* [Text to read]
+-------+
Is there a difference in learning gains between students from groups A, B, and C?

In [None]:
# Extract learning gains for each group
learning_gains_A = scores_data['A']['learning_gain']
learning_gains_B = scores_data['B']['learning_gain'] 
learning_gains_C = scores_data['C']['learning_gain']

# Descriptive statistics
average_gain_A = learning_gains_A.mean()
average_gain_B = learning_gains_B.mean()
average_gain_C = learning_gains_C.mean()
diff_B_vs_A = average_gain_A - average_gain_B
diff_C_vs_A = average_gain_A - average_gain_C

percent_reduction_B = (diff_B_vs_A / average_gain_A) * 100
percent_reduction_C = (diff_C_vs_A / average_gain_A) * 100

print("\n=== DESCRIPTIVE STATISTICS ===")
print(f"Group A (n={len(learning_gains_A)}): M = {average_gain_A:.2f}, SD = {learning_gains_A.std():.2f}")
print(f"Group B (n={len(learning_gains_B)}): M = {average_gain_B:.2f}, SD = {learning_gains_B.std():.2f}")
print(f".   B vs A: Mean difference = {diff_B_vs_A:.2f}, Percentage reduction = {percent_reduction_B:.2f}%")
print(f"Group C (n={len(learning_gains_C)}): M = {average_gain_C:.2f}, SD = {learning_gains_C.std():.2f}")
print(f".   C vs A: Mean difference = {diff_C_vs_A:.2f}, Percentage reduction = {percent_reduction_C:.2f}%")

alpha = 0.05
# Shapiro-Wilk normality test
print(f"\n=== NORMALITY TESTS (Shapiro-Wilk) ===")
+-------+
* [Given problem 1]
Could you rewrite the block in the code above that begins "# Descriptive statistics" as a short list, keeping what it calculates?
+-------+
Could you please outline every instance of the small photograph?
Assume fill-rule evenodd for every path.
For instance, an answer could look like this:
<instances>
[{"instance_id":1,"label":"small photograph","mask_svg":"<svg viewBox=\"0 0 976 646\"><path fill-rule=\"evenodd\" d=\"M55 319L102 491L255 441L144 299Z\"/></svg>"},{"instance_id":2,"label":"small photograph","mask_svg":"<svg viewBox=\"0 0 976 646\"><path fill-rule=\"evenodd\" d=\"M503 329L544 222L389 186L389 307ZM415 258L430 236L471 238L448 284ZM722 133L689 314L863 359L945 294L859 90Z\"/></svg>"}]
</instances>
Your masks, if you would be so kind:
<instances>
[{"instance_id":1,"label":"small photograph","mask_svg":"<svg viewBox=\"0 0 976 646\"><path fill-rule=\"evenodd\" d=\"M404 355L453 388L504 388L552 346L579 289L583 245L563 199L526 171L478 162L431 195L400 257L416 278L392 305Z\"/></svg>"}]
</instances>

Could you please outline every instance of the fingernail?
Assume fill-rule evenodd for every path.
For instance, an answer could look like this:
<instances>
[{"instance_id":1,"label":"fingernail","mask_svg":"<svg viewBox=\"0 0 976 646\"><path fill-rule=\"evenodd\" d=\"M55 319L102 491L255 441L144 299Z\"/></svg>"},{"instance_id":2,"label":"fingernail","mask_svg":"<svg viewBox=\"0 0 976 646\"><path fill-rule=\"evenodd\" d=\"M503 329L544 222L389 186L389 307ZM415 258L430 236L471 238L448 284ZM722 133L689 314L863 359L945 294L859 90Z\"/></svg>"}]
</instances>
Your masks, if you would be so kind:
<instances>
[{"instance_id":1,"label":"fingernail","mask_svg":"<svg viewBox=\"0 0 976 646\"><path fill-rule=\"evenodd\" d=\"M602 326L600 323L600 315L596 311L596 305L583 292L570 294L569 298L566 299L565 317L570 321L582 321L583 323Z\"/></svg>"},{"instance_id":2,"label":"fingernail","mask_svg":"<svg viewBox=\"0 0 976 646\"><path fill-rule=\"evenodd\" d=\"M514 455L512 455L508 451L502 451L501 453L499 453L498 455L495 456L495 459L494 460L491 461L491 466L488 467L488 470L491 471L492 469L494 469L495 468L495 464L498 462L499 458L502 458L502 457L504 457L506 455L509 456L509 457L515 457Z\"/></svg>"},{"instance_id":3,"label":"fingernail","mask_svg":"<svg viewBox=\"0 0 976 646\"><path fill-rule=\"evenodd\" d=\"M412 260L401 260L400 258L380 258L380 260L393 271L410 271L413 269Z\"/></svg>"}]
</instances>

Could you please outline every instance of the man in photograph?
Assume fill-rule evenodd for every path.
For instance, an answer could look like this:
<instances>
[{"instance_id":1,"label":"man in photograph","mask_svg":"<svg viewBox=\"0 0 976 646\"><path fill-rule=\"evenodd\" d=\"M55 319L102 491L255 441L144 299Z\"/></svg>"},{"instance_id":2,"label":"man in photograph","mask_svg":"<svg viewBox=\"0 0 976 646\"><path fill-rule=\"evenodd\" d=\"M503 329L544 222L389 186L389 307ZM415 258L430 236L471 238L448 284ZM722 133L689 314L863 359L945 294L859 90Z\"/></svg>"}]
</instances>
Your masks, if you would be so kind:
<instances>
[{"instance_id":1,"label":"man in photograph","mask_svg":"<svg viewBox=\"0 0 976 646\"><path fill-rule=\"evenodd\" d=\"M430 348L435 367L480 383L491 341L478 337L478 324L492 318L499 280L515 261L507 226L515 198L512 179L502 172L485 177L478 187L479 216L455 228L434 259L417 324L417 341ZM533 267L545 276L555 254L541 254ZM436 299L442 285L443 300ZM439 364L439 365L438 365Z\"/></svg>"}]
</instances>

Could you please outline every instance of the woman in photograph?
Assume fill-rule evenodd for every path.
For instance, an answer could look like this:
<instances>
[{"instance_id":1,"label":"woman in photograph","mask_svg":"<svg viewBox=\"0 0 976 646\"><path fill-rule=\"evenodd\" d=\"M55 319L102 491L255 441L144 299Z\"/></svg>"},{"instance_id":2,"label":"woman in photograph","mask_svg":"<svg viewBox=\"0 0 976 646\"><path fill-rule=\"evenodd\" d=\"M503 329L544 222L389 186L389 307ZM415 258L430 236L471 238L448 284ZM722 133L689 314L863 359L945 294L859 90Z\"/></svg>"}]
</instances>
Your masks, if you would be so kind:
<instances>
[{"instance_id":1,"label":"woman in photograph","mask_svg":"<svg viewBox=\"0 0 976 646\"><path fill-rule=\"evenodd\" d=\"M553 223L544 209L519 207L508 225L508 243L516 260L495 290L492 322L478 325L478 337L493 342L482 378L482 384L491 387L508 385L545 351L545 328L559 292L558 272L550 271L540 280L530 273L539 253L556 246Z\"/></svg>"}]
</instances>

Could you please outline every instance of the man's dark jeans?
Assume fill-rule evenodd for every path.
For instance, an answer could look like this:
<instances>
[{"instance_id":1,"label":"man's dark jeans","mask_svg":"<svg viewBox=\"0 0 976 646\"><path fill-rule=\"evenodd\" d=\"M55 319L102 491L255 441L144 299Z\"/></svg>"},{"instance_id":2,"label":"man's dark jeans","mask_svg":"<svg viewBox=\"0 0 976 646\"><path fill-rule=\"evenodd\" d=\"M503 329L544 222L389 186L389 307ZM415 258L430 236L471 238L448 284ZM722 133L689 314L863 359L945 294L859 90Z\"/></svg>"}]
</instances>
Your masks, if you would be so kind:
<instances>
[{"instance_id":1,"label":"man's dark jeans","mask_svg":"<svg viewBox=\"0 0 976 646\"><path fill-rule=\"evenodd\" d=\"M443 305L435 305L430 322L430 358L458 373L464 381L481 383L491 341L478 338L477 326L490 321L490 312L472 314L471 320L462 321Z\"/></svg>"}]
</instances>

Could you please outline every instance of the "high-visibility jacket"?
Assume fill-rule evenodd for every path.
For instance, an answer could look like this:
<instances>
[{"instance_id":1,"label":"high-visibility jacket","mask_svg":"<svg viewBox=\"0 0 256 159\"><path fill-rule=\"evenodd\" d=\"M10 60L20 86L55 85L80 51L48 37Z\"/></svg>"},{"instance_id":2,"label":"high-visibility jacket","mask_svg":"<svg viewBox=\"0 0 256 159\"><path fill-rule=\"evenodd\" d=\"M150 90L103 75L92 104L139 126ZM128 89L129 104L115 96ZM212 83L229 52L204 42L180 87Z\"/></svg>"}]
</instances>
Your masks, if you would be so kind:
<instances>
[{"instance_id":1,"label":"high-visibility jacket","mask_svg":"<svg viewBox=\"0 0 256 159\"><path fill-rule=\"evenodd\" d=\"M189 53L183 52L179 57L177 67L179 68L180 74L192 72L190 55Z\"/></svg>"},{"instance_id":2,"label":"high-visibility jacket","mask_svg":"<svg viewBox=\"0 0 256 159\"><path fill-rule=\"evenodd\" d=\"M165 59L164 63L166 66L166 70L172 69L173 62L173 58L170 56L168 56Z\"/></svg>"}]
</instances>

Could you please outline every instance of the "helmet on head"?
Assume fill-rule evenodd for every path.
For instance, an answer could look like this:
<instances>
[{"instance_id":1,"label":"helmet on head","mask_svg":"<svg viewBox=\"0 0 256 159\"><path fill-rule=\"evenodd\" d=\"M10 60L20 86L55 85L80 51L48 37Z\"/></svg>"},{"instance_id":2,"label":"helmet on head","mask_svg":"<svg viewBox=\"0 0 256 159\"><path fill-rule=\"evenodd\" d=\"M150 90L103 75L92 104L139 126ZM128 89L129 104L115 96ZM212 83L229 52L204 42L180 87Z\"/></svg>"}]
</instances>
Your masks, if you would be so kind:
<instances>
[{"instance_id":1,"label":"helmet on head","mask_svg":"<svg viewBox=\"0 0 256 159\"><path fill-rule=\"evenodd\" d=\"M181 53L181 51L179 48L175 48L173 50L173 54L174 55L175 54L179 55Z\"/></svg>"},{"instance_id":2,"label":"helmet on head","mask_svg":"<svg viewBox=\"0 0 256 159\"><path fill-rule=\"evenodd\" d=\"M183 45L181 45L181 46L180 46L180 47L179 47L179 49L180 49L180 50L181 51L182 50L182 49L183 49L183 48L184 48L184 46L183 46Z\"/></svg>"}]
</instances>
+-------+
* [Given problem 2]
Which lines of the entries above contain the word "outline"? Copy out each of those lines in full.

* [Expected answer 1]
- The mean learning gain for group A, group B, and group C
- The difference between the mean gains of A and B (A minus B), stored as diff_B_vs_A
- The difference between the mean gains of A and C (A minus C), stored as diff_C_vs_A

* [Expected answer 2]
Could you please outline every instance of the small photograph?
Could you please outline every instance of the fingernail?
Could you please outline every instance of the man in photograph?
Could you please outline every instance of the woman in photograph?
Could you please outline every instance of the man's dark jeans?
Could you please outline every instance of the "high-visibility jacket"?
Could you please outline every instance of the "helmet on head"?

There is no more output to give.